··· Исходный текст

Легенда даже мельком не взглянула на этого простодушного рыцаря.
Ее глаза, обращенные на Избранника, следят за его шагами. Легенда заботится только о том, чтобы страдание его, вся эта бесполезная мука мысли, обратилось в Творение. Если возникнет Творение, ее дальнейшая роль облегчится. Бессмертные защищаются сами и могут не заботиться о голосах, злорадствующих, злословящих и глумящихся над ними.
Бессонные ночные часы, хотя и длятся бесконечно, растворяются перед бледным рассветом — за ними следует сон, крепкий и подкрепляющий силы. Мелкие заботы, неизбежные в жизни, денежные и паспортные заботы отрывают от мыслей всеобъемлющих и, хотя и приносят множество страданий, помогают в известной степени сохранить душевное равновесие.
Душевная жизнь только в поэмах кажется чем-то цельным, постоянным и последовательным. В действительности же она делится на этапы и часы, она отрывочна и куда сложней, чем в каком бы то ни было описании. В письме к Юзефу Тачановскому[130] Мицкевич пишет:
«Одынец покупает плащи для солдат, кончает переводить поэму; хуже всего, что если бы он уехал на недельку, то несколько достопочтенных старушек могли бы жизнью поплатиться за его отъезд, в него влюблено чуть не с десяток почтенных особ, из коих самой младшей 72 года…»

······
··· Извлеченные материалы

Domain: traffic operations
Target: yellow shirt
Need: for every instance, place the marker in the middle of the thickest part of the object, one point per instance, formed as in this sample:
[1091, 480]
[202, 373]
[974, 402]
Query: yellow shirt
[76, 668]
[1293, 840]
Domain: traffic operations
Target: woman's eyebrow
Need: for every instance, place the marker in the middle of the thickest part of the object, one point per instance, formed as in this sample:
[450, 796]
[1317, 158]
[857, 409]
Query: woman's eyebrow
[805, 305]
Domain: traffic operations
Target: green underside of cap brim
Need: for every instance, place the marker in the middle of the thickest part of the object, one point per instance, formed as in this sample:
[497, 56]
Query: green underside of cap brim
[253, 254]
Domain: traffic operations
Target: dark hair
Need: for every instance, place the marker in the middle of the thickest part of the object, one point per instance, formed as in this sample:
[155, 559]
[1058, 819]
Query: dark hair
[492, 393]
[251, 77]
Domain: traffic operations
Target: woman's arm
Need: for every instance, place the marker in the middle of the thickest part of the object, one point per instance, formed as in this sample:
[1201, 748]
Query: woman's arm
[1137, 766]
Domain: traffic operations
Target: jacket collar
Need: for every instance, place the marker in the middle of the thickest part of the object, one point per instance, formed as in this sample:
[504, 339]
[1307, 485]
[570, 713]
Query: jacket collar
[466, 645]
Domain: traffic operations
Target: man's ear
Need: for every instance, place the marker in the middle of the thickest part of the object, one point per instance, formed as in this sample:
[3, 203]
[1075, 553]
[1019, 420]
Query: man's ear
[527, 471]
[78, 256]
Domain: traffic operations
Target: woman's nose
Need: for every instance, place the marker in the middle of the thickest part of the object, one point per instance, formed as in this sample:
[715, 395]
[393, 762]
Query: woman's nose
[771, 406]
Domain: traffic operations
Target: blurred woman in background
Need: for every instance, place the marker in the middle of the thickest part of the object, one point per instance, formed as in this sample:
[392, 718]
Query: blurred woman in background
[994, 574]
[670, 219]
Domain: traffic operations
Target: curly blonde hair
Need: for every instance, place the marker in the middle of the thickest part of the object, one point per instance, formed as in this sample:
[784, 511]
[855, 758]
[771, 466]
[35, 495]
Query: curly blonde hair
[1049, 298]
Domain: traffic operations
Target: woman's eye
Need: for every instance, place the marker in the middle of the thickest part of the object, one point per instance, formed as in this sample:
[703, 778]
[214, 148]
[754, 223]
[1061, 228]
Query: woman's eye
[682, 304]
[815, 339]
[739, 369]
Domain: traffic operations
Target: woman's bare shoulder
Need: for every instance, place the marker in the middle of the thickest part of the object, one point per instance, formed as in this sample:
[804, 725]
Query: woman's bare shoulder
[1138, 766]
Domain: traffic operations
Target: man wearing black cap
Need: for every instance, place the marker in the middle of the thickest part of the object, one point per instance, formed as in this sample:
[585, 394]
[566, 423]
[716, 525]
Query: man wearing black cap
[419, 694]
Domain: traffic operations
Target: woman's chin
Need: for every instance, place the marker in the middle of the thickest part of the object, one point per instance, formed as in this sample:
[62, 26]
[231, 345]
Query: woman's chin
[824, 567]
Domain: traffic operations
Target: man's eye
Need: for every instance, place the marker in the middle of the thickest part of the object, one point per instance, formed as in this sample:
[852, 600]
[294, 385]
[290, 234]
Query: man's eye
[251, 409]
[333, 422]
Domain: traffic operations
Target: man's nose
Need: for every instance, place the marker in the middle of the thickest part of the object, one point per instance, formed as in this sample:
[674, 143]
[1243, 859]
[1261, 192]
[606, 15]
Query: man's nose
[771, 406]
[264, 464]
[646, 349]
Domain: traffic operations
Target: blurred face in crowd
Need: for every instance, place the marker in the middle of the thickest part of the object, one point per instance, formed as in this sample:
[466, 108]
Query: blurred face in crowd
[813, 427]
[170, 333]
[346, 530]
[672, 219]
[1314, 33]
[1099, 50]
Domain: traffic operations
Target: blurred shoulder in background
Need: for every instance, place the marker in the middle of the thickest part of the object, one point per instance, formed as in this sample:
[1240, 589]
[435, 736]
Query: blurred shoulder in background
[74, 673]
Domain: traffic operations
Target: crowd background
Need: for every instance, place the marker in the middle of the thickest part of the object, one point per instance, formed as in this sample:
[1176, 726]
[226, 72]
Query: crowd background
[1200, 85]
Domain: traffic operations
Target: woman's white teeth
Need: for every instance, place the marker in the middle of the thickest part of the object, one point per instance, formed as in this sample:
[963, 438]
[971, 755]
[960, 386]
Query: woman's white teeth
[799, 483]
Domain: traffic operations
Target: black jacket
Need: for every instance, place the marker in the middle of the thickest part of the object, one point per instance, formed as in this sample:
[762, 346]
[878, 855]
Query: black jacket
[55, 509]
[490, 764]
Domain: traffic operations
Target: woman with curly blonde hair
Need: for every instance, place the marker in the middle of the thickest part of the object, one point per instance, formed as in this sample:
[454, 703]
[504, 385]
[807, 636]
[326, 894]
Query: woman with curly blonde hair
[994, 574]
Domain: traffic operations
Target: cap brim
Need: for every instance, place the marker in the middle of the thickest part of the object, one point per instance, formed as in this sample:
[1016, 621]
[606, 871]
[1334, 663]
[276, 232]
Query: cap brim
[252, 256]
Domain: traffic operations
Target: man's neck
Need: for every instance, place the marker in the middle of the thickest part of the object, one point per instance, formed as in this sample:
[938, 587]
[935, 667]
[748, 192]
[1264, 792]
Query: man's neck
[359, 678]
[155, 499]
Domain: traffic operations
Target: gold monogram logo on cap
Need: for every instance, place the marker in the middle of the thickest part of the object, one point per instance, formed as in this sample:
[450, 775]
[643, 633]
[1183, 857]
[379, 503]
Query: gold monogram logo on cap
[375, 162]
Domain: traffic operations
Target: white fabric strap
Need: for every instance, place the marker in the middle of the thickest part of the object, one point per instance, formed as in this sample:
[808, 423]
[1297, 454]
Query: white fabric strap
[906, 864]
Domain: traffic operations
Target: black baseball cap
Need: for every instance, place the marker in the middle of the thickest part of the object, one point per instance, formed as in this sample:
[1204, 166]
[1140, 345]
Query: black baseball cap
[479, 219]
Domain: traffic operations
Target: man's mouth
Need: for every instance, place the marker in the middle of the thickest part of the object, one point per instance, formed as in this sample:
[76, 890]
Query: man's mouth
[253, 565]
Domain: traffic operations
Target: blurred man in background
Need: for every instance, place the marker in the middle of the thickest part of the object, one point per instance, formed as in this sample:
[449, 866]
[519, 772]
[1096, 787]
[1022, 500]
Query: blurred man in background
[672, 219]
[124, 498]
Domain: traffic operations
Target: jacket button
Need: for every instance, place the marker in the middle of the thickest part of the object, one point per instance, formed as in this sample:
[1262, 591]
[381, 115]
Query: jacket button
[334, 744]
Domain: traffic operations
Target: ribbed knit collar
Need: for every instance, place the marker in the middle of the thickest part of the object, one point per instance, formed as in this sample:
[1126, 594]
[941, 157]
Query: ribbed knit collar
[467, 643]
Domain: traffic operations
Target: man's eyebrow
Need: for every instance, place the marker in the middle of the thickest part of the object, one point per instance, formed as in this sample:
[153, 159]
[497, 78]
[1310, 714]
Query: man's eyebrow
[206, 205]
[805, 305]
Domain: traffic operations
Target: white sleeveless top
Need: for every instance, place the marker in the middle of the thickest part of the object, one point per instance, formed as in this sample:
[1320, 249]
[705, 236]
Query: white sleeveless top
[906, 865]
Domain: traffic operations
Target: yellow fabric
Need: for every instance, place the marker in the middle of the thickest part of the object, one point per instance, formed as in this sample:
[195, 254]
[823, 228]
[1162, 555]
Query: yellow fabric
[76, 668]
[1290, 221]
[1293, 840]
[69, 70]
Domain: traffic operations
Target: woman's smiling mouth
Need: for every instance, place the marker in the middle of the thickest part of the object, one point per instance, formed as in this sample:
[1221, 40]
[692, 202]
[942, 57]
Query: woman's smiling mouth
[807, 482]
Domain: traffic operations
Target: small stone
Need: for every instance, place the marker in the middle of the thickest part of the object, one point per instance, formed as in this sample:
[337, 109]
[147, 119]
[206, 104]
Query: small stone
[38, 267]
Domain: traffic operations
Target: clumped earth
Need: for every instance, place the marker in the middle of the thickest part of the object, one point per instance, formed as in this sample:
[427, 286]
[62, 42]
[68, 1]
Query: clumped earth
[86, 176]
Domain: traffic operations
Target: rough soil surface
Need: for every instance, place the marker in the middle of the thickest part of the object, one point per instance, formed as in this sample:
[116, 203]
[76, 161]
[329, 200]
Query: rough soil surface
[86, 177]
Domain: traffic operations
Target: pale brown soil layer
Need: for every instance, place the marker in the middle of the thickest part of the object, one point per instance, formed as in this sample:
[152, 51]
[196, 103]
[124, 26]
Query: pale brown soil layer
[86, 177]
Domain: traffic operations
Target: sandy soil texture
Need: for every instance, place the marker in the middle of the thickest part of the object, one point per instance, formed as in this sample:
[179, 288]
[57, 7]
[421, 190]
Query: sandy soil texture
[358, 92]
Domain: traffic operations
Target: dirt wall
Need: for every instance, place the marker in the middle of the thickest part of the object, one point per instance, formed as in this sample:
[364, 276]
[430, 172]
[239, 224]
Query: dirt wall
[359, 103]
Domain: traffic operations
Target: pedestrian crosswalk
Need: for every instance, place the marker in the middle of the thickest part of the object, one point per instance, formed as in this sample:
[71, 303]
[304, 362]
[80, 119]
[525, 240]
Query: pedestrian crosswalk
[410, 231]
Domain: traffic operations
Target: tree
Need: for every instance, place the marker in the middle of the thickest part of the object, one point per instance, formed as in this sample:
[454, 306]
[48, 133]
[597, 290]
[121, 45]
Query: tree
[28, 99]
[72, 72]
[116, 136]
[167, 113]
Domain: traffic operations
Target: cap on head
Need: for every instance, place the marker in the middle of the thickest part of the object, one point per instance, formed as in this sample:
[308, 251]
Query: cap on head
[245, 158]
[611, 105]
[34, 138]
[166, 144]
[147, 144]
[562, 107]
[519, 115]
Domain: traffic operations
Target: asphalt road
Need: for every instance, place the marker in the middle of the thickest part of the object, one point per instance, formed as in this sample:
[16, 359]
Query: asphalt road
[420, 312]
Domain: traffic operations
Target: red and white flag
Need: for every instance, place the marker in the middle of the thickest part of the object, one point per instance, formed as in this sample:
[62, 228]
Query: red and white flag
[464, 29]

······

- [Задания]
[a] Воспроизведите без изменений отрывок из текста о Мицкевиче начиная со слов «Бессонные ночные часы, хотя» и заканчивая словами «сохранить душевное равновесие.» включительно.
[b] Перескажите короче абзац текста о Мицкевиче, начинающийся словами «Бессонные ночные часы», сохранив его основные мысли.

- [Ответы]
[a]
Бессонные ночные часы, хотя и длятся бесконечно, растворяются перед бледным рассветом — за ними следует сон, крепкий и подкрепляющий силы. Мелкие заботы, неизбежные в жизни, денежные и паспортные заботы отрывают от мыслей всеобъемлющих и, хотя и приносят множество страданий, помогают в известной степени сохранить душевное равновесие.

[b] Долгие бессонные ночи сменяются на рассвете крепким, восстанавливающим силы сном. Неизбежные житейские заботы, денежные и паспортные, причиняют много страданий. Но они отрывают от всеобъемлющих мыслей и отчасти помогают сохранить душевное равновесие.